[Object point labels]
· · · ·
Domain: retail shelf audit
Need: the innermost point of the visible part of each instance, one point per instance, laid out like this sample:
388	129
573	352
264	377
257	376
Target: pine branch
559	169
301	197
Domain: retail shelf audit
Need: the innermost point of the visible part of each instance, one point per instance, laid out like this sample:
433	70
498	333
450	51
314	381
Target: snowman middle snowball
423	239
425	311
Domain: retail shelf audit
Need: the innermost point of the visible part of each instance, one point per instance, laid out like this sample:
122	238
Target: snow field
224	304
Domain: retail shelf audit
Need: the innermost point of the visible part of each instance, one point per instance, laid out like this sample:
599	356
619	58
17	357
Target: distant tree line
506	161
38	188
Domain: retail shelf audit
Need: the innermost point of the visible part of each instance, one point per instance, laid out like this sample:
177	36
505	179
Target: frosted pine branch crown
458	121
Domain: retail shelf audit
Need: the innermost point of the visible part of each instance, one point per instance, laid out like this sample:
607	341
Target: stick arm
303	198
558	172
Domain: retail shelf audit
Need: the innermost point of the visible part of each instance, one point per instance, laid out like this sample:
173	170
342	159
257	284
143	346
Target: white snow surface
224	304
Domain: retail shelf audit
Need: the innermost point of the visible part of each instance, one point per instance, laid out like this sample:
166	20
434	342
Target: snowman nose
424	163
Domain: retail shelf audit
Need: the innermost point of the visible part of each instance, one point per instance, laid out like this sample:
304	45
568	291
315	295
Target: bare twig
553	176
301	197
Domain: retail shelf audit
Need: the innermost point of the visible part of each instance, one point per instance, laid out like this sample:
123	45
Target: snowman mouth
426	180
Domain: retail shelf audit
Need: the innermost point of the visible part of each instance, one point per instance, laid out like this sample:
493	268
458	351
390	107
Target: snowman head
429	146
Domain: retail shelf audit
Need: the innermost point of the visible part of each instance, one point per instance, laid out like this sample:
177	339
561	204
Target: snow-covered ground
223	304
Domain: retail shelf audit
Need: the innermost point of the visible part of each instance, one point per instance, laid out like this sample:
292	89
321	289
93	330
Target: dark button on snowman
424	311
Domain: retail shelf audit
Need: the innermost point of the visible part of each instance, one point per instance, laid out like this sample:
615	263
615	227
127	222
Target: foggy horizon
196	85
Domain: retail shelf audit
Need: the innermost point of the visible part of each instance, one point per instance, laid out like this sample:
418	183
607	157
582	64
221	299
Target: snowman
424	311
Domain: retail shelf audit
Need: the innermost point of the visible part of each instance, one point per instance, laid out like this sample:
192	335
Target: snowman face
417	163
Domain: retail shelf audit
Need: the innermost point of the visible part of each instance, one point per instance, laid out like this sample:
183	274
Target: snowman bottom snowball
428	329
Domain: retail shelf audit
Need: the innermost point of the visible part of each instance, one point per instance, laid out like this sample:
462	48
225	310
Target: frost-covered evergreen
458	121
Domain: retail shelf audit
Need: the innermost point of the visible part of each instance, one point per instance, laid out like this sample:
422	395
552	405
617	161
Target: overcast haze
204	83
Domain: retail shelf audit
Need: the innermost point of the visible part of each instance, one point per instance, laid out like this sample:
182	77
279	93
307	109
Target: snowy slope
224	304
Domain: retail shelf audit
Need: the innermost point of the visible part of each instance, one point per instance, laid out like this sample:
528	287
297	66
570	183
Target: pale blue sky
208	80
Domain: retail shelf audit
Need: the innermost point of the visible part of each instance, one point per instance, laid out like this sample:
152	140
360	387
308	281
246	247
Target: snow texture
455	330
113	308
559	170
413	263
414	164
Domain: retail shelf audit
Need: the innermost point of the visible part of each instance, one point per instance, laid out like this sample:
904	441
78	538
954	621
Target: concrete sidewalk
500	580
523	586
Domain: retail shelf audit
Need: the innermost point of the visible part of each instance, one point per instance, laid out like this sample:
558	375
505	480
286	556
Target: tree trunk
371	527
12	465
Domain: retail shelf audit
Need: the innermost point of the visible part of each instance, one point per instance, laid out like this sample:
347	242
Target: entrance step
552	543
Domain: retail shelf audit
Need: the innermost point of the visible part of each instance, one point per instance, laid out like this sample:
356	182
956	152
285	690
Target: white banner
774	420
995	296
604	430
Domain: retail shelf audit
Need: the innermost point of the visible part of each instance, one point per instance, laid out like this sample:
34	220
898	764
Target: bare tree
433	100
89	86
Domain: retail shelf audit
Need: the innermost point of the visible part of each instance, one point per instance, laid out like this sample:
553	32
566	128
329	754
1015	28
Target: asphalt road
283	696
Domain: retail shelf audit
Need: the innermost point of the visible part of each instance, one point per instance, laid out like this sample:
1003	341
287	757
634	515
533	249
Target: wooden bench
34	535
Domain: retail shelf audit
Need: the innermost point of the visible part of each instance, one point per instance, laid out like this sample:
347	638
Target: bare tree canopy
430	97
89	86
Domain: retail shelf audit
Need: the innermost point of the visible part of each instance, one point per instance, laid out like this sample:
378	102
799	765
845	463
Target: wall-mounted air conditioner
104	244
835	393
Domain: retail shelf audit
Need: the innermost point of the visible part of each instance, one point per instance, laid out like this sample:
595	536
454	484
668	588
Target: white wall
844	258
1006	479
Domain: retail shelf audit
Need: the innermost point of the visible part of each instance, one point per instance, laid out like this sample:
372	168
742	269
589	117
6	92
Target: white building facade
· · · ·
Please return each line of the data above that contains the string "wall".

Target: wall-mounted air conditioner
Target: white wall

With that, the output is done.